+++ ENTRIES PROVIDED +++

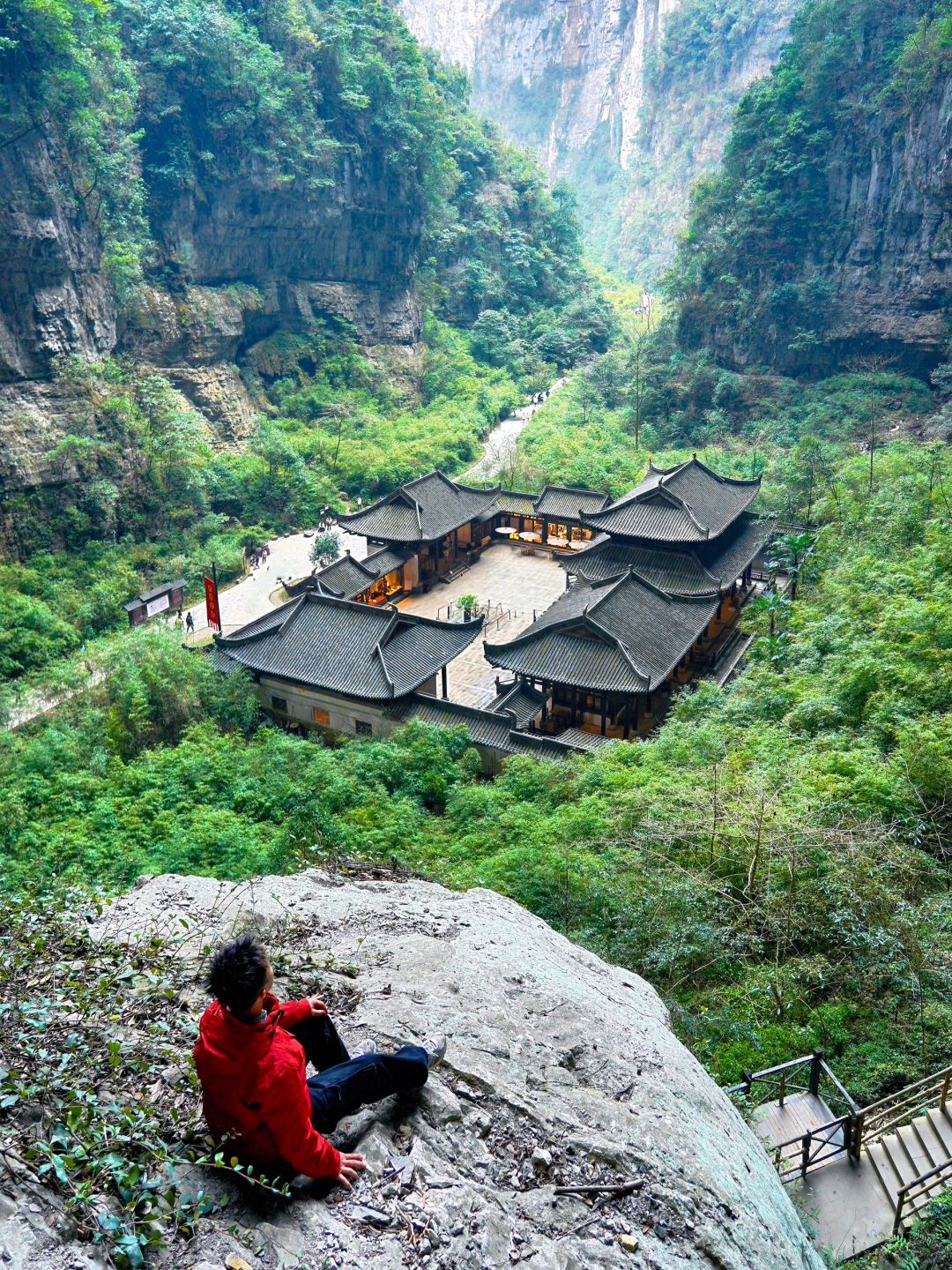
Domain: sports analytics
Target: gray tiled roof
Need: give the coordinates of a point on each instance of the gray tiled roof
(421, 511)
(688, 503)
(707, 568)
(349, 648)
(516, 502)
(680, 572)
(730, 556)
(564, 501)
(156, 591)
(584, 739)
(344, 578)
(487, 729)
(348, 577)
(519, 700)
(621, 635)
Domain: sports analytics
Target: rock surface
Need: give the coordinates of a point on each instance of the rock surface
(574, 80)
(560, 1070)
(260, 260)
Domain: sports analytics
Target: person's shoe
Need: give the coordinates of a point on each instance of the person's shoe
(435, 1050)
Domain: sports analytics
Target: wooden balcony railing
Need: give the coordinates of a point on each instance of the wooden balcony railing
(807, 1074)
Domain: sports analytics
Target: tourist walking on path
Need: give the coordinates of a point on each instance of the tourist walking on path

+++

WHAT NEEDS TO BE DONE:
Copy out, from the records above, every line that holds the string "walking".

COMPLETED TASK:
Target: tourist walking on path
Need: give the coordinates of a point on each instance of the tourist walking on path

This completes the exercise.